━━━ QUOTED PASSAGE

While practitioners know that attention to detail is important in tax planning, a reminder of that fact can be helpful. In a recent decision, the U.S. Tax Court served up such a reminder by pointing out the importance of properly structuring a family limited partnership (FLP).
The Tax Court’s opinion, issued on Nov. 2, 2011 in the case of Estate of Liljestrand v. Commissioner, resulted in the estate of Dr. Phillip Liljestrand paying an additional $2.5 million in estate taxes. The Internal Revenue Service successfully argued that approximately $6 million of Dr. Liljestrand’s assets transferred to an FLP prior to his death should have been included in his estate for tax purposes.

━━━━━━
━━━ DATA SUPPLIED

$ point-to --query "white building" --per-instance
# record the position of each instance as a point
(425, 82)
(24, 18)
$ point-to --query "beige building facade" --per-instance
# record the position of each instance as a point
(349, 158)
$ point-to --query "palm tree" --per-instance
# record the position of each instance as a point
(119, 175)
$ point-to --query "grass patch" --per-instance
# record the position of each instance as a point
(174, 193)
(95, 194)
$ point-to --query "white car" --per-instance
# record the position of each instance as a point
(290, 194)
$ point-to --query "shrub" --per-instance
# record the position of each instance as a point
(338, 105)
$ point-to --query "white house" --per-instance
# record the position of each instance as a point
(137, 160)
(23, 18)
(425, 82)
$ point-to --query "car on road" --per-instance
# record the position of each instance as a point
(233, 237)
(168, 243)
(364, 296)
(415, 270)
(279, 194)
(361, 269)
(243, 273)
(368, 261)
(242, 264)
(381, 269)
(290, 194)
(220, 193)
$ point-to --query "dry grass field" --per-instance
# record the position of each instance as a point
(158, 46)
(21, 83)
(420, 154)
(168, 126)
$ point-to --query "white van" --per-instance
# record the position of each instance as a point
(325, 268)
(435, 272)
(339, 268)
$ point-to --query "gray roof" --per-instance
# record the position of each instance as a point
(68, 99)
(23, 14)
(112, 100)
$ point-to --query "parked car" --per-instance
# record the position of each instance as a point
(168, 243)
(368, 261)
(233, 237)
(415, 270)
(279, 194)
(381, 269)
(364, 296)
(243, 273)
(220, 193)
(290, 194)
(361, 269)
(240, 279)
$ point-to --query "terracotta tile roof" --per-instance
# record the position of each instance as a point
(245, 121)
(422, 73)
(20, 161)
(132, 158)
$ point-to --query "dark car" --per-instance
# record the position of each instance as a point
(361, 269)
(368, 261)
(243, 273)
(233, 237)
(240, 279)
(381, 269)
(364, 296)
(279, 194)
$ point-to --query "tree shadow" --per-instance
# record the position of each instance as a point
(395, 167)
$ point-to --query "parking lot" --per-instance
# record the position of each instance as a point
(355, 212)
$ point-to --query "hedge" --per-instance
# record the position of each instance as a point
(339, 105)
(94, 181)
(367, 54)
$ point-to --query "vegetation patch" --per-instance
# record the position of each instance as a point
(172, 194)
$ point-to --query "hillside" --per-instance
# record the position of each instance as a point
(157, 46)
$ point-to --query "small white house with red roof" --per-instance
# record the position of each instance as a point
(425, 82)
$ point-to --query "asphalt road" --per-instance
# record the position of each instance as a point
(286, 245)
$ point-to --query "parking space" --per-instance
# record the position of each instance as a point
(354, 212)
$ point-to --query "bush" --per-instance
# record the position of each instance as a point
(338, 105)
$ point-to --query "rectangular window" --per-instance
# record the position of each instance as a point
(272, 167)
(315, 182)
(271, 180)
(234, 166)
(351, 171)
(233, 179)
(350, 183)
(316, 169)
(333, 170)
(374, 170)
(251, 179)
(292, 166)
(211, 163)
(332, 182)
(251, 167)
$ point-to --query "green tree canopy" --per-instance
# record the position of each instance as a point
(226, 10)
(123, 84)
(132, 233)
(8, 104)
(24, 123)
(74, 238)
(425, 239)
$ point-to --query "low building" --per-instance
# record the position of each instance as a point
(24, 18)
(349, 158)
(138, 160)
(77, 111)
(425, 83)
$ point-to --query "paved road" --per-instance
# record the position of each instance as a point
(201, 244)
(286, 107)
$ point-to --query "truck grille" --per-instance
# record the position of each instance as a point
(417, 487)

━━━━━━
━━━ DATA SUPPLIED

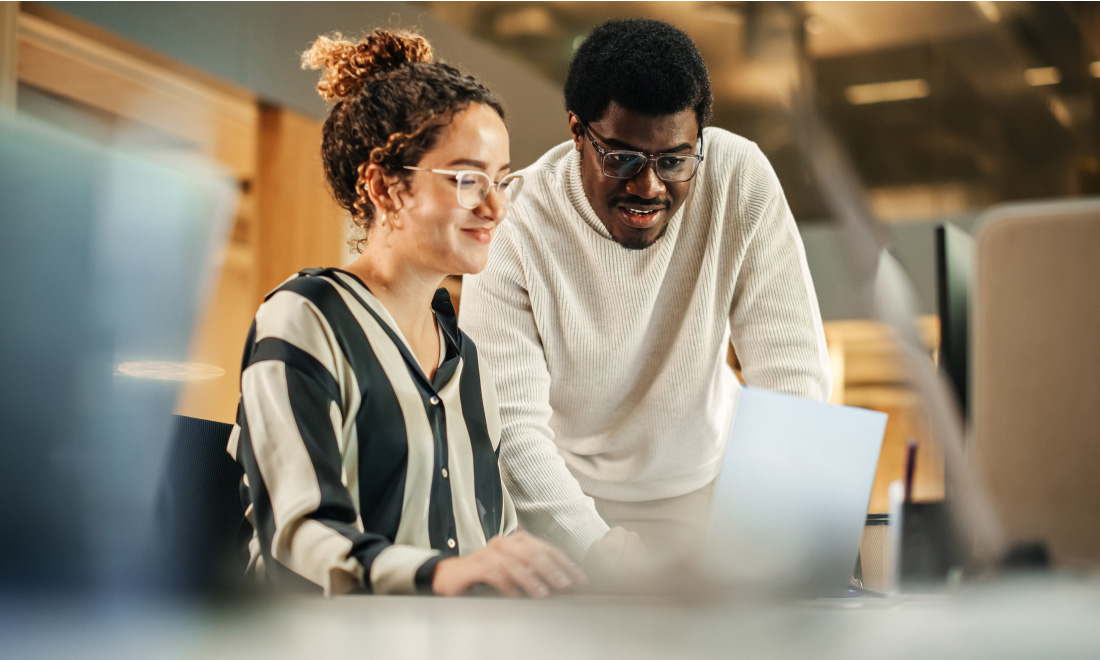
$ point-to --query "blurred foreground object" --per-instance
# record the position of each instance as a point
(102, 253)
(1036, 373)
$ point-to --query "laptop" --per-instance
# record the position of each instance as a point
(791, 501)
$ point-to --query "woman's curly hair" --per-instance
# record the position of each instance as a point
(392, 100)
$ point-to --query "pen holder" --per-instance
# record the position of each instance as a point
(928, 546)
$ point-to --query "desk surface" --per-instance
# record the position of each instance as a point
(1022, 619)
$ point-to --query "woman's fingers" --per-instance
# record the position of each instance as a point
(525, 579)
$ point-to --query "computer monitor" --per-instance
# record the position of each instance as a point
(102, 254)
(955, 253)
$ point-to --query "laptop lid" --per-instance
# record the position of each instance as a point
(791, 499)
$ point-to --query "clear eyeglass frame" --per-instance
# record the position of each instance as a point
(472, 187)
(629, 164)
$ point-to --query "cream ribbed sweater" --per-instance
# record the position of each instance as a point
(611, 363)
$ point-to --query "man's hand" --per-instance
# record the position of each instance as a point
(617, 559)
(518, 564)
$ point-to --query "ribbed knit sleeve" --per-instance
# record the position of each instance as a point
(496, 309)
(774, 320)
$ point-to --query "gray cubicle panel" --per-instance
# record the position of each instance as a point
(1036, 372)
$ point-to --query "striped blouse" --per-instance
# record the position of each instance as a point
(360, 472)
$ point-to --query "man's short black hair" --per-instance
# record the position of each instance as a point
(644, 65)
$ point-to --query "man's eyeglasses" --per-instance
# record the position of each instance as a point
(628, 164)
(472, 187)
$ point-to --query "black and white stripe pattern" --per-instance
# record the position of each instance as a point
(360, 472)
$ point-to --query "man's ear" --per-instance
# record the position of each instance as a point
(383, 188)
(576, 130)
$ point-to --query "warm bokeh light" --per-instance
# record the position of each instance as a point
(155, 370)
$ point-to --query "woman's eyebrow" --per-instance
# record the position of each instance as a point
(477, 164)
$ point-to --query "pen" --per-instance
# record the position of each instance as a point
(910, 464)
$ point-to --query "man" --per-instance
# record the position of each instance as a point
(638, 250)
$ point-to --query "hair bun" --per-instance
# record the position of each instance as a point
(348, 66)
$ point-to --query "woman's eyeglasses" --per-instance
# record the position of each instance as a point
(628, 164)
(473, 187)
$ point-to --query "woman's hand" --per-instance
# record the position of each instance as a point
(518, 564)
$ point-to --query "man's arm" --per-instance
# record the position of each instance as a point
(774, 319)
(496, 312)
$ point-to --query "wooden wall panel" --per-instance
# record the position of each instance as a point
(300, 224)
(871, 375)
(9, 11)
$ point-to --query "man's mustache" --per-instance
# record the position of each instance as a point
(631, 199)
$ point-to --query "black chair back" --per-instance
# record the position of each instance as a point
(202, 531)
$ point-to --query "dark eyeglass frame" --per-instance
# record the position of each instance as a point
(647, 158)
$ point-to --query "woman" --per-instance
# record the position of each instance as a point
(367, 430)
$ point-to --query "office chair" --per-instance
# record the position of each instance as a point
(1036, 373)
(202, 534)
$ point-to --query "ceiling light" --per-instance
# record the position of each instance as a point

━━━━━━

GOAL OF THE EXERCISE >> Return the Tax Court passage word for word, starting at "The Tax Court’s" and ending at "for tax purposes.". The data has no connection to the Tax Court passage.

ANSWER BOX >>
The Tax Court’s opinion, issued on Nov. 2, 2011 in the case of Estate of Liljestrand v. Commissioner, resulted in the estate of Dr. Phillip Liljestrand paying an additional $2.5 million in estate taxes. The Internal Revenue Service successfully argued that approximately $6 million of Dr. Liljestrand’s assets transferred to an FLP prior to his death should have been included in his estate for tax purposes.